[Natural-language object grounding data]
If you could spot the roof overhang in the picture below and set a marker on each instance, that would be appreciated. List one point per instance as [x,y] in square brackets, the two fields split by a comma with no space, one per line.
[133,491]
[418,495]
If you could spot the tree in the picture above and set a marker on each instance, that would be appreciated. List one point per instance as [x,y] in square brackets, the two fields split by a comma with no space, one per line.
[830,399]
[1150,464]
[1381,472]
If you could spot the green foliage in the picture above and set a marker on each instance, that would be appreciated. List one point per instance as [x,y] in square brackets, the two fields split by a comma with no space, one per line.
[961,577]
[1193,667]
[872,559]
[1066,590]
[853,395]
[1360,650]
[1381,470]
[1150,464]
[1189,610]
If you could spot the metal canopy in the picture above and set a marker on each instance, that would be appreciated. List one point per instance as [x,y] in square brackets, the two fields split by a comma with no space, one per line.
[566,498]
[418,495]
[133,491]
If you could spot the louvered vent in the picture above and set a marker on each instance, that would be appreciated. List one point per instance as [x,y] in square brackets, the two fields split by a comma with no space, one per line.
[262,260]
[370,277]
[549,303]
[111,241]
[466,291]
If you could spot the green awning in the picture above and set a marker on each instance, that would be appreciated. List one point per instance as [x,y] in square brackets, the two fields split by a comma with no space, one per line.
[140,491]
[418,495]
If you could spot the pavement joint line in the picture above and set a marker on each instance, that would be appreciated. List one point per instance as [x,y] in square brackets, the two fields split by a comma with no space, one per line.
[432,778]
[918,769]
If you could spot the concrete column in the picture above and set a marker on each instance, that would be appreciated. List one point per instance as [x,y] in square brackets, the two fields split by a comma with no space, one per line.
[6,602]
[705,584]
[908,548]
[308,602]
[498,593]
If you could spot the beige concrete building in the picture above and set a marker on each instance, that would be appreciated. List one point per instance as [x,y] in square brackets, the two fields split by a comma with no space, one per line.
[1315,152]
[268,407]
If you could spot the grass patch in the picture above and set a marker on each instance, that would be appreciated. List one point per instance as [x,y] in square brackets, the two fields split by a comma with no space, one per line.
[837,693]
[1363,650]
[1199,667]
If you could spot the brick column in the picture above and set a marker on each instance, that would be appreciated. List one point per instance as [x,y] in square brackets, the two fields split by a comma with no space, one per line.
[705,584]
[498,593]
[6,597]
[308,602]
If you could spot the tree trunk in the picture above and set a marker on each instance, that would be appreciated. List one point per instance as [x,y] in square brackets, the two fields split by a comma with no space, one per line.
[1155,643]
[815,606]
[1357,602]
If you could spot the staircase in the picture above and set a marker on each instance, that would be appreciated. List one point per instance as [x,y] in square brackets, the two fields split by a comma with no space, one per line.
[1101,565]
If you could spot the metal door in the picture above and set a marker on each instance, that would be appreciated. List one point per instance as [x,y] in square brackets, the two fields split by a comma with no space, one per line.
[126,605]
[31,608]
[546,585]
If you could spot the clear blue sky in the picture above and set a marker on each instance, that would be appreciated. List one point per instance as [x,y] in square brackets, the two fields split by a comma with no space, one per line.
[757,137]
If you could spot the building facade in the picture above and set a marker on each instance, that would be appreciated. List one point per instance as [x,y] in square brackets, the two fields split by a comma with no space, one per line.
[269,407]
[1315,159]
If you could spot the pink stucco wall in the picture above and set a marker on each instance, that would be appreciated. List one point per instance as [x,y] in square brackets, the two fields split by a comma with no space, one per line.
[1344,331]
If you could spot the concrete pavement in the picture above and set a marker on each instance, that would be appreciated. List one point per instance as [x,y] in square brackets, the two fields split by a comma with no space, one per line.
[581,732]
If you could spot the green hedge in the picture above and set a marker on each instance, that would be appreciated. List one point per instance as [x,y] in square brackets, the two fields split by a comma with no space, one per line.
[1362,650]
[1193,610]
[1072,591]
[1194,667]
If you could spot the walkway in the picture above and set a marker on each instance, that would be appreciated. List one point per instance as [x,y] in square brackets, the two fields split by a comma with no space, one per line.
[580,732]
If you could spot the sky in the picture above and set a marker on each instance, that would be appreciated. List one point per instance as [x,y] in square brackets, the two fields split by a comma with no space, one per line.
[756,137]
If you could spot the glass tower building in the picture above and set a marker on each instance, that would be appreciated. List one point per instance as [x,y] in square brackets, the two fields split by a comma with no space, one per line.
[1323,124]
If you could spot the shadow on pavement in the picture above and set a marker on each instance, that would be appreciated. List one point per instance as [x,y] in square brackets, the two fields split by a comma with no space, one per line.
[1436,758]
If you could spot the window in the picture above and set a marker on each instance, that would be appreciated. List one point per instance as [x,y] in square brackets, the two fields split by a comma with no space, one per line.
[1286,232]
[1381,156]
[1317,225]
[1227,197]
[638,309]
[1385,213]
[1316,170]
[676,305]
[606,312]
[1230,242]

* Work order: Exact reproduction of every entry is needed.

* Exercise solution:
If you could spot the roof overhang in the picture below and set a marker on each instance, that would be appreciated. List one point per instance as [x,y] in square brackets, the two fields split by a comma with no space, one per line.
[133,491]
[418,495]
If you could spot the tree in the picture above and set a marker on each instance, that would be appreciated. List one point per instance as [x,y] in square brackets, the two fields split by a comma with no space, one per line.
[830,399]
[1150,464]
[1381,472]
If you could spot the green foliage in the picture above and set a marker on each instance, that would be appreciated. List one point per instance as [x,y] in square brackets, the two fields split by a comma with no space, one per line.
[961,577]
[1193,667]
[872,559]
[1066,590]
[853,395]
[1360,650]
[1381,470]
[1150,464]
[1189,610]
If you could spot the metal canopy in the picture above and set a marker on each instance, that would be appreciated. List one point per instance as [x,y] in square brackets, the two fields split by a comma with no space, one per line.
[566,498]
[418,495]
[133,491]
If you could spot the louvered vent in the picture above and set a marker on each instance, that would be appreciated. List one point per instance as [x,y] in square brackets, the two fields split by a comma with no space, one per line.
[262,260]
[370,277]
[549,303]
[111,241]
[466,291]
If you could spot the green awning in the picture above and set a marker on each instance, that would be appreciated. List one point per instance as [x,y] in square brackets, the two fields split by a comma with no space, one per line.
[140,491]
[418,495]
If you could spot the pavement joint line in the picture above and set a marker on each instance, that would be appreciated. List one point per instance as [x,y] in square brackets, the two fields split by a comma with no space, one per line.
[432,778]
[918,769]
If you could spot the concrete column in the picture above and set a marker on each instance, that would be appreciated. List one point per instance as [x,y] in square brackets, the two fields split by a comma with no space, one per line.
[6,602]
[705,584]
[908,548]
[308,602]
[498,593]
If you could spot the beige concrete building in the picture above and set a marker on each instance, that would be appreciated. List one point per instance as [x,y] in square brackets, the two fields split by a comma with no space, one per line.
[1315,152]
[268,407]
If you could spot the grass patch in the picture above and set a marker on each instance, that would be appreciated. List one point per instance as [x,y] in square brackets, the two fields split by a comma with no space, one per line.
[837,693]
[1363,650]
[1199,667]
If you could spot the brick column in the picture above and set a marker on each instance, that would be appreciated. List one point per instance as [x,y] in square brackets, the two fields split by a comma with no space, one per line.
[705,584]
[498,593]
[6,597]
[308,602]
If you could spot the tree trunk in the picture above and set a marker on each instance, that would be appreciated. List one point per instance as [x,y] in square brackets, the two fields split by a comma with no space, one per line.
[1155,643]
[815,606]
[1357,602]
If you could spot the staircase in the picture above and set a marker on each instance, that would be appreciated. List one point per instance as [x,y] in square brackets, the two fields split by a comma with no space, one per line.
[1101,565]
If you could spot the metal door in the picture above and set a marker on each instance, that would be appreciated. List one point per instance as [x,y] in square brackets, the two fields split by a comma with no space, one per line.
[126,605]
[31,608]
[546,585]
If you could spot the clear blue sky in the picture above and set a marker on each instance, that would be appreciated. List one point per instance as [x,y] in square brackets, the two fields split by a comma with no space, one per line.
[757,137]
If you could spot the building facade in the picture above and set a marker on each instance, that would be appreciated. List one point per instance as [x,y] in square brackets, the two fields split by a comma with no space, one per line.
[269,407]
[1315,159]
If you could spot the pink stucco wall in the picture above and set a marker on each instance, that would be appreciated. List one point per instance as [x,y] in square brackets, the two fields split by a comma with no space, one per line.
[1344,331]
If you could spot the concrete pavement in the picture above and set a marker on each instance, that would be appreciated. List one point per instance as [x,y] in square brackets, the two fields split by a comma with no space, one per line.
[581,732]
If you could spot the green hedge in the picture above and set a marker on each instance, that would be appreciated. List one point per instance as [x,y] in square brackets, the two fields split by a comma with no space, one per line.
[1362,650]
[1193,610]
[1072,591]
[1194,667]
If you could spot the walkway in the picture above and set a marker on each instance, that would be appreciated. List one point per instance as [x,y] in square brackets, the two fields split by a comma with no space, one per line.
[580,732]
If you could spot the sky in the picture above and set a marker on each instance, that would be appreciated. List one point per instance as [x,y] in square brackets, the two fields split by a comma with no space, one per line.
[756,137]
If you could spot the glass tower building in the picture above and set a marker on each instance, that would be appreciated. List one point per instance as [x,y] in square brackets, the two fields split by a comma with no space, one per line.
[1323,124]
If you could spot the shadow on pavement in the picture above and set a marker on each instance, that would be appreciated. List one point per instance as [x,y] in square brackets, the two fields split by a comma with no space, one per line.
[1436,758]
If you could spot the window in the picture above and set a marker on each instance, that would be appreciated. List one point per instance as [x,y] in square brackets, the two fields split by a comma with no space, one per line.
[1286,232]
[1381,156]
[1317,225]
[1227,197]
[638,309]
[1385,213]
[1316,170]
[676,305]
[606,312]
[1230,242]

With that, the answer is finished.